# [Exercise]
Return, word for word, the part of the LinkedIn column that runs between "Stephen Foley: Has" and "British Press Awards.", inclusive.

BEGIN Selected excerpt

Stephen Foley: Has LinkedIn become an unlikely safe haven?
Stephen Foley is a former Associate Business Editor of The Independent, based in New York. He left in August 2012. In a decade at the paper, he covered personal finance, the UK stock market and the pharmaceuticals industry, and had also been the Business section's share tipster. Between arriving with three suitcases in Manhattan in January 2006 and his departure, he witnessed and reported on a great economic boom turning spectacularly to bust. In March 2009, he was named Business and Finance Journalist of the Year at the British Press Awards.
Saturday 06 August 2011
US Outlook: The guys behind LinkedIn are fleet of foot. The social networking site made its sensational stock market debut in May, when bulls chased the stock to double the float price. Quick as a flash, Jeff Weiner has changed the firm's pitch to appeal to the bears that have been in charge this past week.
At the depths of the Great Recession, he says, LinkedIn saw a big spike in activity, as nervous members polished up their CVs and their contacts list, just in case they got laid off and needed to search for a new job.
If the economy is headed for a double-dip, the theory goes, then LinkedIn just got a lot more useful. That pitches our soaraway internet star in the unlikely role of a defensive stock.
There is no denying the strong results that the site posted on Thursday night, its first set of numbers as a public company. The membership is now 120 million-strong and is increasing at the rate of two new profiles per second. It is shooting to be a must-have tool for an estimated 640 million professionals around the world; India is already its second-largest market and Brazil is its fastest-growing.
The company posted a 120 per cent rise in quarterly sales to $121m, about $20m more than had been forecast, and unexpectedly recorded a profit, too. It makes money from corporate recruiters, who pay for access to the membership, from advertisers who place their jobs and other messages on the site, and from members themselves who pay for premium services. It's fast becoming a nice little business. But at $9.6bn, it's worth 20 times this year's revenues. Bull or bear, you can't justify that.

END Selected excerpt
BEGIN Records provided

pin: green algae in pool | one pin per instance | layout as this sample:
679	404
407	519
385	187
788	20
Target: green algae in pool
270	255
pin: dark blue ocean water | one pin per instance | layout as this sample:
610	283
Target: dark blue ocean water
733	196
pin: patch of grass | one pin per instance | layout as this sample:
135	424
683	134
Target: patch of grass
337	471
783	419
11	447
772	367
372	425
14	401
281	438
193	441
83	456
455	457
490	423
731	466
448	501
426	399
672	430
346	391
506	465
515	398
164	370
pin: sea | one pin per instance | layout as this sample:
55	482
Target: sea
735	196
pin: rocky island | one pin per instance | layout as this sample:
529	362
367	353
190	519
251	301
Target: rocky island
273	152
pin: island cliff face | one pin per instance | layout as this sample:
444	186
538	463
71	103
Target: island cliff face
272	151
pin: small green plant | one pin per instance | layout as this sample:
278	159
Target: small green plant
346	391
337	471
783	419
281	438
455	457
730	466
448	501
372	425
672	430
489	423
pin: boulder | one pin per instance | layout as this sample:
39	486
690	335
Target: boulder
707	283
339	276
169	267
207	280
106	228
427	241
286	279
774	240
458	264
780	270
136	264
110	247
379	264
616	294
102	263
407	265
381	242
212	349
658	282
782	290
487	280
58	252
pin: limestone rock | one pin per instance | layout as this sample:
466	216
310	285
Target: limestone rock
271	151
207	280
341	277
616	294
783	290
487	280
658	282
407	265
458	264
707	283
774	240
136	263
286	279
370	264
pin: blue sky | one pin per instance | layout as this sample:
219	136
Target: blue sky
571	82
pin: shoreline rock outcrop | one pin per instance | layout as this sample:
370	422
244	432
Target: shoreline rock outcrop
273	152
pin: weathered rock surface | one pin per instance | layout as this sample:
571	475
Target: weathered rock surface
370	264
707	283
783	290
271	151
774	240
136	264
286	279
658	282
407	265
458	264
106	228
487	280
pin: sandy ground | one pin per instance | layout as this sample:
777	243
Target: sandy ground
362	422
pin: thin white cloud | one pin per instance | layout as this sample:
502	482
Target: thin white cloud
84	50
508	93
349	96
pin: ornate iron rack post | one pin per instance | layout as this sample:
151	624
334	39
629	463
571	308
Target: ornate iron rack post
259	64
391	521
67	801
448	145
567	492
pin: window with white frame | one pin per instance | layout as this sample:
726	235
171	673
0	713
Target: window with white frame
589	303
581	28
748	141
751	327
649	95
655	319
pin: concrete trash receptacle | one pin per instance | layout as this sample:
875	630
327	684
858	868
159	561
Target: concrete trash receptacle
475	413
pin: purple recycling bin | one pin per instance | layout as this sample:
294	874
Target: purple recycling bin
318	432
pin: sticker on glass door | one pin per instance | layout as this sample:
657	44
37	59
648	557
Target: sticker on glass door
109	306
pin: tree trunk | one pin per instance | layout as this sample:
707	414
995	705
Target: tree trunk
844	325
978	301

END Records provided

# [Answer section]
Stephen Foley: Has LinkedIn become an unlikely safe haven?
Stephen Foley is a former Associate Business Editor of The Independent, based in New York. He left in August 2012. In a decade at the paper, he covered personal finance, the UK stock market and the pharmaceuticals industry, and had also been the Business section's share tipster. Between arriving with three suitcases in Manhattan in January 2006 and his departure, he witnessed and reported on a great economic boom turning spectacularly to bust. In March 2009, he was named Business and Finance Journalist of the Year at the British Press Awards.